» Exercise prompt: Output, word for word, the lines of this listing that fall between the line with "negative clicks: (36, 252)" and the line with "positive clicks: (196, 188)", counting both of those lines, and no others.

Data for this exercise Block Start

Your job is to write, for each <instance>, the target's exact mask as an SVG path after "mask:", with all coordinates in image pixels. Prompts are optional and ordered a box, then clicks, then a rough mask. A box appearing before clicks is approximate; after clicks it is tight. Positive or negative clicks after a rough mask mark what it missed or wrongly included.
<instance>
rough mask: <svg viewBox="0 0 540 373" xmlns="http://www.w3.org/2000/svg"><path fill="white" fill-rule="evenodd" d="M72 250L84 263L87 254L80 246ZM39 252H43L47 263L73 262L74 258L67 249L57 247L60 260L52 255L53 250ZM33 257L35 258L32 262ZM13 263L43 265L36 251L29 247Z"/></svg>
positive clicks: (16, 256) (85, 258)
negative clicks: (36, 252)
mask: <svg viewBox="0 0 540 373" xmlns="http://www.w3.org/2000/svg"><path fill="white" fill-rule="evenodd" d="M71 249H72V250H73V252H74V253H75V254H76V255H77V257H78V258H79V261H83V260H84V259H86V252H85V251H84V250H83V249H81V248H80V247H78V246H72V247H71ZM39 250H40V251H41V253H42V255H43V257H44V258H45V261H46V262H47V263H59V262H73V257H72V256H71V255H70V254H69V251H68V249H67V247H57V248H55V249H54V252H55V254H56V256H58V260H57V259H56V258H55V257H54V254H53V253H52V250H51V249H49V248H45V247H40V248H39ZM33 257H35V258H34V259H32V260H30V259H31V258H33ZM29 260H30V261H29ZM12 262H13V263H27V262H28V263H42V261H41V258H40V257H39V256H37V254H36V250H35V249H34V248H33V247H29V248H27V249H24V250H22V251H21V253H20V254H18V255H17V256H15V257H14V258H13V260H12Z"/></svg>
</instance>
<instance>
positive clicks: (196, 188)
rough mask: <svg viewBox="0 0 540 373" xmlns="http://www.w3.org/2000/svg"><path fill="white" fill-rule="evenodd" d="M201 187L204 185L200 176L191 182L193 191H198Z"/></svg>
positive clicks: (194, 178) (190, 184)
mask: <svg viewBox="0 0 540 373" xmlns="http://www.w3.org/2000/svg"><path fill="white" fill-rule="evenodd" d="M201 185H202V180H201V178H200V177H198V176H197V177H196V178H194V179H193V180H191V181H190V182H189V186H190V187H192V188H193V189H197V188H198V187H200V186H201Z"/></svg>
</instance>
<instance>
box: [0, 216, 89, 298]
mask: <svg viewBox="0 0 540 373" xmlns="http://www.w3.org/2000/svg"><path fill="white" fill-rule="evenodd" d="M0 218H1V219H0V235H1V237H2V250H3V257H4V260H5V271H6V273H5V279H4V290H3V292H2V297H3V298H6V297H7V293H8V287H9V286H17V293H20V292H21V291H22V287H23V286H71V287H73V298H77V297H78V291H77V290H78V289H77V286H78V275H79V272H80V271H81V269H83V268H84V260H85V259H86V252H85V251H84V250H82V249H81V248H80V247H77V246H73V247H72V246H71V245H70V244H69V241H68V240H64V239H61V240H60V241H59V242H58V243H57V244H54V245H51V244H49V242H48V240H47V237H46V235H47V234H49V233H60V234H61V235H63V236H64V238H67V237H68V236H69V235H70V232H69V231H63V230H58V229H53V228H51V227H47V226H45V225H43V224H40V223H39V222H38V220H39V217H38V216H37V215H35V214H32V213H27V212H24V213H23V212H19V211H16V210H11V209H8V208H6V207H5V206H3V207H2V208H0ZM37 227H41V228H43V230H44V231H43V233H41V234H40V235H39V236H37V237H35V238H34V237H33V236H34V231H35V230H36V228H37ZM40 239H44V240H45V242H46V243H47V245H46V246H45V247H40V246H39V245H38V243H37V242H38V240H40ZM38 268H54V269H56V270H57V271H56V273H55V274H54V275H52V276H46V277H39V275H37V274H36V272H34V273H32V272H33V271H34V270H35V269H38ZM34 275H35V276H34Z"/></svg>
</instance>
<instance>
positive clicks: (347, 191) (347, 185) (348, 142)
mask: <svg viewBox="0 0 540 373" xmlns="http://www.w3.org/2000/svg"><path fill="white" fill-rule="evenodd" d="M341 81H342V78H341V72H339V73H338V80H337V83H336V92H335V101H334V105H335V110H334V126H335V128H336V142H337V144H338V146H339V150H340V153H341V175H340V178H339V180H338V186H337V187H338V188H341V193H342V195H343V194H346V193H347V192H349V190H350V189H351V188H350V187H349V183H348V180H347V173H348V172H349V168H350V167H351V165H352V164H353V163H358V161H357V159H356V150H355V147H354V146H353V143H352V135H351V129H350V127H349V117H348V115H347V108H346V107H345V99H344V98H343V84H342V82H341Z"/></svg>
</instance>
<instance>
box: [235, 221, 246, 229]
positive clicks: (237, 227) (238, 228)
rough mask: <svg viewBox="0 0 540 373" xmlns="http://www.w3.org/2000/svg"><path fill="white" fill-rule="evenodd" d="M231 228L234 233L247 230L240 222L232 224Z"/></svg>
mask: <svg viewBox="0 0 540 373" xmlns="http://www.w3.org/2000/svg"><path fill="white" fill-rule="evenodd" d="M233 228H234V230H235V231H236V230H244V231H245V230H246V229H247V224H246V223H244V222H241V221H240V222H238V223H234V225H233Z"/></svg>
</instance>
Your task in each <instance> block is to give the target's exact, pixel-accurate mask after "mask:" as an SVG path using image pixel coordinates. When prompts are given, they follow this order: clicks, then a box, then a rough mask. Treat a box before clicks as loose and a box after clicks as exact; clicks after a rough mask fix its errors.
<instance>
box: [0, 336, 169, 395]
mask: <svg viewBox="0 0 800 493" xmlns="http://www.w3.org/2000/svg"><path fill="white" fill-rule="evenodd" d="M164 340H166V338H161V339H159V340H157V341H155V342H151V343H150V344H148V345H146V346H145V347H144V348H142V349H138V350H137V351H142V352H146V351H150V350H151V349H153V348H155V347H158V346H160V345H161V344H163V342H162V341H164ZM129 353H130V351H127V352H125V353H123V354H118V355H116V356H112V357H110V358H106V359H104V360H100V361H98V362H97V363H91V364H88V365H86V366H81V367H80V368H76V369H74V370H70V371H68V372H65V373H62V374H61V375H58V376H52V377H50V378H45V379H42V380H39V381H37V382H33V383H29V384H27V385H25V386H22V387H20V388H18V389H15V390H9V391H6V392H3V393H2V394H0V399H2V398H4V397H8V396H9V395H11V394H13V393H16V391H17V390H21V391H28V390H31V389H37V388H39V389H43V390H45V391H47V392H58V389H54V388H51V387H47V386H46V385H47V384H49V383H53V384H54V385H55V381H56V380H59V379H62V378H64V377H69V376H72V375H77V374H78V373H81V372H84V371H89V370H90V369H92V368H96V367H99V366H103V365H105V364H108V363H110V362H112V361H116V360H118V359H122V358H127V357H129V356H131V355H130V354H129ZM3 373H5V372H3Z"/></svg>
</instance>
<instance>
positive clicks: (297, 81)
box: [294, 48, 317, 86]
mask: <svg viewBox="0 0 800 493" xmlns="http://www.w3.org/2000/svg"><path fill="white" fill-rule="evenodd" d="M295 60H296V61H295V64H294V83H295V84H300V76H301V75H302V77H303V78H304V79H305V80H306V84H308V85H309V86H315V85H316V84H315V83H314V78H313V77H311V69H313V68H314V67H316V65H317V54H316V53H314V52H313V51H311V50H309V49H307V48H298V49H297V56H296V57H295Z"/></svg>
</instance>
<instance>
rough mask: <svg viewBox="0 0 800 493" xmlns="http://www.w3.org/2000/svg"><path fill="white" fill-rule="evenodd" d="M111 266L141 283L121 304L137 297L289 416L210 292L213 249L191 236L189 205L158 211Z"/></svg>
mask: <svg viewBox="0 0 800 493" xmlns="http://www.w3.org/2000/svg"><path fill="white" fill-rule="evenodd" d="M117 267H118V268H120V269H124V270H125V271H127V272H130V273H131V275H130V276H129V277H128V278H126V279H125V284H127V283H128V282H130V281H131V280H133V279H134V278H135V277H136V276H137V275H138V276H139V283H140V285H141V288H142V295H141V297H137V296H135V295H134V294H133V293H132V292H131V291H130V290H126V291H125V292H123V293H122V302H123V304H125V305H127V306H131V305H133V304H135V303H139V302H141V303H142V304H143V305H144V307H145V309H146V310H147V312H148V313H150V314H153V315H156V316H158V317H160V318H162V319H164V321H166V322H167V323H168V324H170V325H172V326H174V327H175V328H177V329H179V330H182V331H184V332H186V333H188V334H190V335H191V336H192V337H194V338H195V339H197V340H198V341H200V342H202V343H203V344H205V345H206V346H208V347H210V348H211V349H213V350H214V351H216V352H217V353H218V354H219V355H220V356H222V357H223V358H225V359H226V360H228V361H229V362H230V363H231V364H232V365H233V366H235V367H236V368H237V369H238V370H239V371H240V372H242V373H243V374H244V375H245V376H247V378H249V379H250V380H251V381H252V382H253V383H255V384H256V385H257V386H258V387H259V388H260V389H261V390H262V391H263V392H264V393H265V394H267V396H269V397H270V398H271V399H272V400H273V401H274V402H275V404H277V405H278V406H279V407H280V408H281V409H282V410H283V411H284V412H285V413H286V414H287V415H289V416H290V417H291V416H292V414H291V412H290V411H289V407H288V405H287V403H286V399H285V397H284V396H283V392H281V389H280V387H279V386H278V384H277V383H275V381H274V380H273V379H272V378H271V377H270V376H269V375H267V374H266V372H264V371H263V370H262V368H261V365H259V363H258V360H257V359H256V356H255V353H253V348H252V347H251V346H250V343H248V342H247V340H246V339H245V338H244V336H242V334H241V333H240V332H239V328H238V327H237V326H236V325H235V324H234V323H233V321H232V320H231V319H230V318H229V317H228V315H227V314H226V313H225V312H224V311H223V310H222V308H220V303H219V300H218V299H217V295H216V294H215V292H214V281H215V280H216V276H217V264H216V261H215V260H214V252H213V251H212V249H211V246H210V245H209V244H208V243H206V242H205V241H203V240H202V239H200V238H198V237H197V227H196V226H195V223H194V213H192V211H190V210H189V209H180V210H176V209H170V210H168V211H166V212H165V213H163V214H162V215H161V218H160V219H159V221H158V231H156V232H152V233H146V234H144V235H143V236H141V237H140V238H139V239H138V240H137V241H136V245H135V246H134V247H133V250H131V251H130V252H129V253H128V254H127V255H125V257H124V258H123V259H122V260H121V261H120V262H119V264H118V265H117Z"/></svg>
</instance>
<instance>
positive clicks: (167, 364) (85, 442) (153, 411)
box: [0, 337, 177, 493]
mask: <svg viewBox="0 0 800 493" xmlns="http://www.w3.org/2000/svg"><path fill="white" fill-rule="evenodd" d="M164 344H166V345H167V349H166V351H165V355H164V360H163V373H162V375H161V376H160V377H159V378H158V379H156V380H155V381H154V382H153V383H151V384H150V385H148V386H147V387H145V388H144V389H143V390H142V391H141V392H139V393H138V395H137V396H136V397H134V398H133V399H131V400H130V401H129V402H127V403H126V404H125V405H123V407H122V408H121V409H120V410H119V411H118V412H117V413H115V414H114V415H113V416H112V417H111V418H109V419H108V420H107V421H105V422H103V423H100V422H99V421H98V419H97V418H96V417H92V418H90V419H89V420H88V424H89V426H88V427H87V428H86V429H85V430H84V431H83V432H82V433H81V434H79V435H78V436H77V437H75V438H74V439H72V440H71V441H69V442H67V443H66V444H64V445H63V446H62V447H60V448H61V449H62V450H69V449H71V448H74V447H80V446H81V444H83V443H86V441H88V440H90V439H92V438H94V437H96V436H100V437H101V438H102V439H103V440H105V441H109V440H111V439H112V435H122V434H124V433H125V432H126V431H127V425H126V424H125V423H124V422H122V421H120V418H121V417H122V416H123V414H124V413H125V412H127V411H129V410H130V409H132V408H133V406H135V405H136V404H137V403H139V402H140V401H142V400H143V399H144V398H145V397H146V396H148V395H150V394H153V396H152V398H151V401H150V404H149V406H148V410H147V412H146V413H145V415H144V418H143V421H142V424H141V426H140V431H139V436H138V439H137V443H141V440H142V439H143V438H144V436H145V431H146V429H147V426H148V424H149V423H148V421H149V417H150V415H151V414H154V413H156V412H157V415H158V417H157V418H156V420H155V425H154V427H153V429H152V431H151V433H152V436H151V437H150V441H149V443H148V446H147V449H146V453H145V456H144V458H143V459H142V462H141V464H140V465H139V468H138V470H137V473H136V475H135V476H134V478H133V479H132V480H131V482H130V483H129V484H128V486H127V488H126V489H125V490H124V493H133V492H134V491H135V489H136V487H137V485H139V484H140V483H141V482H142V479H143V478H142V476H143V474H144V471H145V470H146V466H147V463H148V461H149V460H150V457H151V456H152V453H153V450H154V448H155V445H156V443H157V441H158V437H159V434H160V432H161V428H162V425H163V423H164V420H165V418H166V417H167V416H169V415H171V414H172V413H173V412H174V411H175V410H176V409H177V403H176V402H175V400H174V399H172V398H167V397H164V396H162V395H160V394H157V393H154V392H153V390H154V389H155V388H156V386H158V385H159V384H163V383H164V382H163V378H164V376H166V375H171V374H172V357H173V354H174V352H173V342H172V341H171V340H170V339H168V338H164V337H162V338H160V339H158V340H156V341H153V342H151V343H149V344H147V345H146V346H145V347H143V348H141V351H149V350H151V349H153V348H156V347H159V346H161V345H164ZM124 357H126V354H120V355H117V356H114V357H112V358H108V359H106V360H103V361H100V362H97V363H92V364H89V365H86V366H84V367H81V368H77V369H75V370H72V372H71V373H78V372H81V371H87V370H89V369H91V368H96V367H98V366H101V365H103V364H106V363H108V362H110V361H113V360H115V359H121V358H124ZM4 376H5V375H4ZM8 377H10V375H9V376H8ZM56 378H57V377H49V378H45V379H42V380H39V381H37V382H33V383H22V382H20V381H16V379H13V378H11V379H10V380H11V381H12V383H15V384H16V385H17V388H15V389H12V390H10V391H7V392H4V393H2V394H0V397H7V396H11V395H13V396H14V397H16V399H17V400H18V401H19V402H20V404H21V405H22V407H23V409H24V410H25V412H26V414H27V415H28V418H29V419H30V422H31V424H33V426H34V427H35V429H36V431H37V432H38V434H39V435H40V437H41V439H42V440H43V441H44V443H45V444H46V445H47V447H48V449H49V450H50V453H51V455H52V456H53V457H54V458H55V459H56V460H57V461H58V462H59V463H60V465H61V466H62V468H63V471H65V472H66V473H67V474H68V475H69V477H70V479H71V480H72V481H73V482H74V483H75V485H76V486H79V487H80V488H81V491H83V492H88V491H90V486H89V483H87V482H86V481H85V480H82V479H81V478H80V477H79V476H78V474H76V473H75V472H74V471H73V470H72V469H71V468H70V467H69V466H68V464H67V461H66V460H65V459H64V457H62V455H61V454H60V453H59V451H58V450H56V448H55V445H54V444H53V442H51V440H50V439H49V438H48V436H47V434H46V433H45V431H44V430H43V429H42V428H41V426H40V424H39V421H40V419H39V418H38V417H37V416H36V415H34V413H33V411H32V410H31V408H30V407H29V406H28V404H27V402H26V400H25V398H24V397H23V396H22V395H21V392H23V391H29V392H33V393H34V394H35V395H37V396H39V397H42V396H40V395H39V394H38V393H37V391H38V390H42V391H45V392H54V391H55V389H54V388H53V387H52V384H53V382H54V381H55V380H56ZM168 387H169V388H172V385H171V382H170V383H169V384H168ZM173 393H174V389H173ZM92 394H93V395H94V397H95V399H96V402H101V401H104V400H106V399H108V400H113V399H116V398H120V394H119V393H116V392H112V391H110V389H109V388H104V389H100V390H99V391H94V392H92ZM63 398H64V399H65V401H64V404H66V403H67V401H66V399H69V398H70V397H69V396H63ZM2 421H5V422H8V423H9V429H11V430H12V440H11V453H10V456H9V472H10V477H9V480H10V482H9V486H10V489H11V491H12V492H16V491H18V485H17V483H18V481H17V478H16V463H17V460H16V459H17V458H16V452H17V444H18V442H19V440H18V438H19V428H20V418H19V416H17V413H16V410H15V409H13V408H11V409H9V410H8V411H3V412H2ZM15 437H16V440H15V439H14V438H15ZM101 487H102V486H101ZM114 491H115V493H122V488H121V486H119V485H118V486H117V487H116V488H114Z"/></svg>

Data for this exercise Block End

» Result:
negative clicks: (36, 252)
mask: <svg viewBox="0 0 540 373" xmlns="http://www.w3.org/2000/svg"><path fill="white" fill-rule="evenodd" d="M71 249H72V250H73V252H74V253H75V254H76V255H77V257H78V258H79V261H83V260H84V259H86V252H85V251H84V250H83V249H81V248H80V247H78V246H72V247H71ZM39 250H40V251H41V253H42V255H43V257H44V258H45V261H46V262H47V263H59V262H73V257H72V256H71V255H70V254H69V251H68V249H67V247H57V248H55V249H54V252H55V254H56V256H58V260H57V259H56V258H55V257H54V254H53V253H52V250H51V249H49V248H45V247H40V248H39ZM33 257H35V258H34V259H32V260H30V259H31V258H33ZM29 260H30V261H29ZM12 262H13V263H27V262H28V263H42V261H41V258H40V257H39V256H37V254H36V250H35V249H34V248H33V247H29V248H27V249H24V250H22V251H21V253H20V254H18V255H17V256H15V257H14V258H13V260H12Z"/></svg>
</instance>
<instance>
positive clicks: (196, 188)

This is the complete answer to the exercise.